▶ What the task requires: Please retype all of the material below, keeping every line unchanged.
>> BEGIN Material provided
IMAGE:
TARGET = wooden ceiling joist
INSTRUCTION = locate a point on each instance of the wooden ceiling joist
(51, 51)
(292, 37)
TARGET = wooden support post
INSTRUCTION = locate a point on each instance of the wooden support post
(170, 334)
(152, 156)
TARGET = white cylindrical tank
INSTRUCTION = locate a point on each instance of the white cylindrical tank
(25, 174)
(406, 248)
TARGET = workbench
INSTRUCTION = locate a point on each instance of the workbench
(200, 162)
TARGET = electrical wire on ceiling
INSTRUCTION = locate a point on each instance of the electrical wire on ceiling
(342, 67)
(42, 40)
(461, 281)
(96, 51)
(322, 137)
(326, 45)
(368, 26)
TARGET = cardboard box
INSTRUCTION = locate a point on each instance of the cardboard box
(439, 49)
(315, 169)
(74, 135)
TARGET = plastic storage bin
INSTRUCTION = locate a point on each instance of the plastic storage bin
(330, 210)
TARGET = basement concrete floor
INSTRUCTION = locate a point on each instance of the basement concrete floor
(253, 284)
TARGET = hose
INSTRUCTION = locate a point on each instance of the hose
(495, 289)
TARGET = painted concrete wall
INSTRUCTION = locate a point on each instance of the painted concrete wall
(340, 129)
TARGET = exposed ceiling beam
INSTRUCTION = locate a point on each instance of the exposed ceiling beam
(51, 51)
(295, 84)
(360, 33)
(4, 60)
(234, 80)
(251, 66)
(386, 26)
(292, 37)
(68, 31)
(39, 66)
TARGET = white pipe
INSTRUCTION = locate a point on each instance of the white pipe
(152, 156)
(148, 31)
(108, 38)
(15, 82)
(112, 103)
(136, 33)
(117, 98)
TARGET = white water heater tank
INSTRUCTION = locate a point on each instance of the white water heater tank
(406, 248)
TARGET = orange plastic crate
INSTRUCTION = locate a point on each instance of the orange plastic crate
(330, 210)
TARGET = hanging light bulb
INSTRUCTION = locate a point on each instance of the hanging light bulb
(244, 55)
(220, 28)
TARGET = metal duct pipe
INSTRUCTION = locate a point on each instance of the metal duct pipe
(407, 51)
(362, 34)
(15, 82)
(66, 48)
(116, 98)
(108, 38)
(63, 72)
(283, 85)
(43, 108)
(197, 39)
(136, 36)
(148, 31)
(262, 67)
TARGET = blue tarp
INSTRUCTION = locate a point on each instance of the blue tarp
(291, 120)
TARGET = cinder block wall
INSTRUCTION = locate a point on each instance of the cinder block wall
>> END Material provided
▶ Answer in full:
IMAGE:
TARGET = wooden ceiling joist
INSTRUCTION = locate a point on each instance of the wooden ceiling joist
(51, 51)
(292, 37)
TARGET = wooden support post
INSTRUCTION = locate a point on each instance of the wooden support post
(170, 334)
(152, 156)
TARGET = white cylindrical tank
INSTRUCTION = locate a point on each instance of the white cylindrical tank
(25, 174)
(406, 248)
TARGET = workbench
INSTRUCTION = locate a point on each instance of the workbench
(200, 162)
TARGET = electrical wire on ceiling
INSTRUCTION = locate a point on each instance of the electrical wire on ceiling
(342, 67)
(42, 40)
(461, 281)
(96, 51)
(322, 137)
(326, 45)
(368, 26)
TARGET = cardboard box
INSTRUCTION = locate a point on each instance of the cardboard box
(439, 49)
(315, 169)
(74, 135)
TARGET = plastic storage bin
INSTRUCTION = locate a point on each instance of the plastic storage bin
(330, 210)
TARGET = basement concrete floor
INSTRUCTION = locate a point on each instance of the basement concrete floor
(253, 284)
TARGET = hose
INSTRUCTION = locate a point on each instance of the hose
(495, 289)
TARGET = painted concrete wall
INSTRUCTION = locate a point on each instance of the painted concrete wall
(340, 129)
TARGET = exposed ceiling beam
INSTRUCTION = locate a point on each instance of the exposed ceiling beam
(51, 51)
(295, 84)
(360, 33)
(4, 60)
(234, 80)
(251, 66)
(386, 26)
(292, 37)
(68, 31)
(39, 66)
TARGET = white pipe
INSTRUCTION = locate a point on each instance of the white pipe
(152, 156)
(148, 31)
(108, 38)
(15, 82)
(112, 103)
(136, 33)
(117, 98)
TARGET = white water heater tank
INSTRUCTION = locate a point on each instance of the white water heater tank
(406, 248)
TARGET = orange plastic crate
INSTRUCTION = locate a point on each instance of the orange plastic crate
(330, 210)
TARGET = hanging light bulb
INSTRUCTION = locate a point on each instance of the hanging light bulb
(244, 55)
(220, 28)
TARGET = metal duct pipe
INSTRUCTION = locate a point on each instance of the metal duct pipe
(407, 51)
(362, 34)
(15, 82)
(66, 48)
(116, 98)
(108, 38)
(63, 72)
(283, 85)
(43, 108)
(197, 39)
(136, 36)
(148, 31)
(262, 67)
TARGET = blue tarp
INSTRUCTION = locate a point on each instance of the blue tarp
(291, 120)
TARGET = cinder block wall
INSTRUCTION = locate a point on each instance of the cinder block wall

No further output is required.